Task 1 | Repeat the Gathered data entries from the first entry through the line containing "(1096, 736)", with both ends included.

Document section |
-*-

AAAaaaAaAaAarrrrrggghhhhh!

Re: KILL IT!

MeYou

nuke it from orbit, it is the only way to be sure.

Doctor Syntax

How ironic that this comes along as Windows applications are increasingly licensed by subscription and/or dependent on somebody else's computer. You still wouldn't own your system.

If you

Boris the Cockroach

can install office 365 on a linux box with no glitches, nerfs, bugs, kernel panics, or m$ even realising whats going on, I suspect the mass market could have a winner..........................

Or at least businesses would be able to get away from the clusterfuck windows is becoming.

Re: If you

OhForF'

Can you install office 365 on a windows box with no glitches, nerfs, bugs, ....?

Re: If you

hedgie

You're giving me flashbacks. Okay, wasn't a Windows box but a Mac, but getting Orifice installed and running was an auto da fé level of an ordeal when helping out an older person I know.

1) Finding a non-subscription version was worse than digging up the free versions of stuff like VMWare Fusion or Nessus.

2) I get it installed, all the registration squared away make sure it's all working, I leave

3) Get a call next day. Apparently, it has become unregistered.

4) Go back over, trash all the ~/Library and prefs, reinstall, reregister. Open it up and close it out a few times just to "be sure", and trash leave again.

5) Next day, another call, same thing. This time, uninstall, trash ~/Library stuff and prefs. Reregister Restart the computer a few times for good measure.

It stopped losing the registration, but it's not like I really know *why* it was behaving like that, nor were any of the various kbase articles or Reddit threads I Googled and skimmed seemed to have any information as to why that was happening, and it's not like I really did all that much different. Or at least nothing that would point to why it was failing, other than Microsoft. I was at the point where if it didn't work I'd have had to call them.

Re: If you

original_rwg

Not quite he same thing but bear with me. I can remember years back when our students would bring on their own laptops for use with the EDUROAM network. Typically this was with Windows 7, 8.x and 10. Now of course, if they hadn't done their Windows updates then often they didn't have the right driver for their WiFi card so they were never going to get a connection. We'd advise them to go home, do all the updates, paying particular attention to drivers for Intel, Atheros, Realtek etc and retry the instruction when next they're back. Of course some still experienced difficulty so we would have them have a paste-able ID in a text file so all they had to manually enter at the credentials demand was their password. Many were not quick at typing and Windows only allowed something like 30 seconds to get everything entered.

Well we would go through setting up the configuration of their WiFi network and quite often it still wouldn't make that first connection. So delete the network, set it all up again, retry and still no connection. Delete the network, restart the device, set it all up again and it would still fail to connect. Delete the network, configure all the settings again and hey presto! Connected! What was done differently? Nothing. Not a thing. Why wouldn't it connect earlier? Because Windows. Because Microsoft. Because I hadn't sacrificed a goat while standing on one leg under a full moon(!)

-*-

Gathered data |

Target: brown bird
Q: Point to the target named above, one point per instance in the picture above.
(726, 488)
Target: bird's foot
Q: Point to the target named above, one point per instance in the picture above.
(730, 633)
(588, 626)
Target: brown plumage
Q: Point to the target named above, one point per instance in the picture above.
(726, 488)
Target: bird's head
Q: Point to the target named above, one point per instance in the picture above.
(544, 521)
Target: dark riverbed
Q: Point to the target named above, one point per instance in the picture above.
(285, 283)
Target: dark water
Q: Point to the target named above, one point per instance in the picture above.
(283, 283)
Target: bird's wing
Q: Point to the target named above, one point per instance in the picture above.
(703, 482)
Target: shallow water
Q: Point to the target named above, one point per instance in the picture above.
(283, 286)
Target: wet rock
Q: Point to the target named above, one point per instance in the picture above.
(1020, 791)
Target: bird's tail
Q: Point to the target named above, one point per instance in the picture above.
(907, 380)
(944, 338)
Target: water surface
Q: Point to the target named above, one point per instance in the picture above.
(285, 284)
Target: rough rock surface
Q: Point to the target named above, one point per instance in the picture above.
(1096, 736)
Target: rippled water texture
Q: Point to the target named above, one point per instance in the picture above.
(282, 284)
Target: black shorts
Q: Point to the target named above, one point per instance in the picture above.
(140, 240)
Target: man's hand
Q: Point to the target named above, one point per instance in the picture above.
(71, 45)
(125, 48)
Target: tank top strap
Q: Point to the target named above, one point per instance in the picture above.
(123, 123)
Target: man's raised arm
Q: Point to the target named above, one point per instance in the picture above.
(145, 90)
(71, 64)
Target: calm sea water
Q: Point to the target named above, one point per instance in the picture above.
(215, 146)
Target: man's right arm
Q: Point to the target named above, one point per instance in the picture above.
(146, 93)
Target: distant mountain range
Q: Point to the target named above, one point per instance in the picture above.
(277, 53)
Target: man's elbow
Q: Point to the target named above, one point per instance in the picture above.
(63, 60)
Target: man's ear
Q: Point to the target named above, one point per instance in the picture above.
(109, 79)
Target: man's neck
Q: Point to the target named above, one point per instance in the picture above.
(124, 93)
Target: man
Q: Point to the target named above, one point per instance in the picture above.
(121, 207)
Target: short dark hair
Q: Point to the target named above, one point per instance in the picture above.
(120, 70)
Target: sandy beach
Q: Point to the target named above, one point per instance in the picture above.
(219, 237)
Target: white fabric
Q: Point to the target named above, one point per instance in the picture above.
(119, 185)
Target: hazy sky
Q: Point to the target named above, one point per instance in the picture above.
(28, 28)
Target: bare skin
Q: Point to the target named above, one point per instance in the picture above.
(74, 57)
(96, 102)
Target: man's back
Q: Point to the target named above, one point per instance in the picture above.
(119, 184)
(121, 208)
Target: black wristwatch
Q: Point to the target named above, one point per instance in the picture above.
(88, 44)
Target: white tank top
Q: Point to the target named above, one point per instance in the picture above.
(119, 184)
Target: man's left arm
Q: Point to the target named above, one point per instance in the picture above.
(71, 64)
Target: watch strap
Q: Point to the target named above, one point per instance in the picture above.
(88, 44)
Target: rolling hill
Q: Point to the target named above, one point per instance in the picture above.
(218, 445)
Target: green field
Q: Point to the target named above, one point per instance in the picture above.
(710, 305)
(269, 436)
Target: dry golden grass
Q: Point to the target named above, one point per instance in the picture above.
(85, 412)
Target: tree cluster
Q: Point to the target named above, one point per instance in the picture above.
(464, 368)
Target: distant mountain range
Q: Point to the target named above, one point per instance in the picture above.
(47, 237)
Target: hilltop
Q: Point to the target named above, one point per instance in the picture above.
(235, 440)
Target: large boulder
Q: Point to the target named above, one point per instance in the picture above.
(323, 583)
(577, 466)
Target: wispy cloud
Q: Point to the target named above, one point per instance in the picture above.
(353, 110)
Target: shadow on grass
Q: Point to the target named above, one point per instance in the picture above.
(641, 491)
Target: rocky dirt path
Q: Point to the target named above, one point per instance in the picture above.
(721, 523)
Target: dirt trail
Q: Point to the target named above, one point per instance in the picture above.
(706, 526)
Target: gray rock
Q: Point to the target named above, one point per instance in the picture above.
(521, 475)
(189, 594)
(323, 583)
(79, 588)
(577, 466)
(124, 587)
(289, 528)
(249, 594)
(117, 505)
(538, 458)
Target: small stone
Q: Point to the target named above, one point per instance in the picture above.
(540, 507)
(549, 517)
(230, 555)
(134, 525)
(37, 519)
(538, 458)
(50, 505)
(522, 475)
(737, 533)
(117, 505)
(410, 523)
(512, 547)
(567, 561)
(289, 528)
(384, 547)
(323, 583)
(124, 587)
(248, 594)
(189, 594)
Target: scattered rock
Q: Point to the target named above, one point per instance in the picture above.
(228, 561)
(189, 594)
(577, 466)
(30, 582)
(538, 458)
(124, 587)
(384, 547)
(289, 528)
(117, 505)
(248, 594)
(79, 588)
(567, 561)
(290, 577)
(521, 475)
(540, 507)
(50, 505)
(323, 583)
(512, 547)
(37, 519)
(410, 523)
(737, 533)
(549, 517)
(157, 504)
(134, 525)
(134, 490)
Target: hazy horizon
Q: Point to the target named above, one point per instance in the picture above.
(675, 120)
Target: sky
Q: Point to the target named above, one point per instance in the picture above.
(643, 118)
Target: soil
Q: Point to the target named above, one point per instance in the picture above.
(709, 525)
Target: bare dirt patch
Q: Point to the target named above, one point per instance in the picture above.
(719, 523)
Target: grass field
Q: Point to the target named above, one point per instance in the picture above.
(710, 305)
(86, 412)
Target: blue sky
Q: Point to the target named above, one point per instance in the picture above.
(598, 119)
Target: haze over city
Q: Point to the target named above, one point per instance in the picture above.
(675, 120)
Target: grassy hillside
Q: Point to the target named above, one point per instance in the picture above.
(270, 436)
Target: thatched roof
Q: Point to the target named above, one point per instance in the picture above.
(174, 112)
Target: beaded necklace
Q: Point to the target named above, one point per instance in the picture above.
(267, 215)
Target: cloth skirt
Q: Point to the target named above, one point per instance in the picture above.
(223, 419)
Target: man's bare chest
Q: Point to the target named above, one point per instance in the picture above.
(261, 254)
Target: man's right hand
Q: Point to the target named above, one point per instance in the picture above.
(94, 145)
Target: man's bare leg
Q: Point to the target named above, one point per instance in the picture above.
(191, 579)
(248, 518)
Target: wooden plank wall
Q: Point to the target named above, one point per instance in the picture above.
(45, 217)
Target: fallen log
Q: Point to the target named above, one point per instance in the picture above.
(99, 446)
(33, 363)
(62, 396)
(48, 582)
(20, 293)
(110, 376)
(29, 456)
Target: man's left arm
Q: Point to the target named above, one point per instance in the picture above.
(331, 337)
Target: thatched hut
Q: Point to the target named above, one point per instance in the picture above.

-*-

Task 2 | Reproduce the passage of the forum thread between "nuke it from" and "have a winner..........................", inclusive.

Output 1 |
Target: brown bird
Q: Point to the target named above, one point per instance in the picture above.
(726, 488)
Target: bird's foot
Q: Point to the target named above, one point per instance in the picture above.
(730, 633)
(588, 626)
Target: brown plumage
Q: Point to the target named above, one point per instance in the picture above.
(726, 488)
Target: bird's head
Q: Point to the target named above, one point per instance in the picture above.
(544, 521)
Target: dark riverbed
Q: Point to the target named above, one point per instance in the picture above.
(285, 283)
Target: dark water
Q: Point to the target named above, one point per instance in the picture above.
(283, 283)
Target: bird's wing
Q: Point to the target named above, one point per instance in the picture above.
(703, 482)
Target: shallow water
Q: Point to the target named above, one point per instance in the picture above.
(283, 286)
Target: wet rock
Q: Point to the target named above, one point per instance in the picture above.
(1020, 791)
Target: bird's tail
Q: Point to the target named above, one point per instance in the picture above.
(907, 380)
(944, 338)
Target: water surface
Q: Point to the target named above, one point per instance in the picture above.
(285, 284)
Target: rough rock surface
Q: Point to the target named above, one point per instance in the picture above.
(1096, 736)

Output 2 |
nuke it from orbit, it is the only way to be sure.

Doctor Syntax

How ironic that this comes along as Windows applications are increasingly licensed by subscription and/or dependent on somebody else's computer. You still wouldn't own your system.

If you

Boris the Cockroach

can install office 365 on a linux box with no glitches, nerfs, bugs, kernel panics, or m$ even realising whats going on, I suspect the mass market could have a winner..........................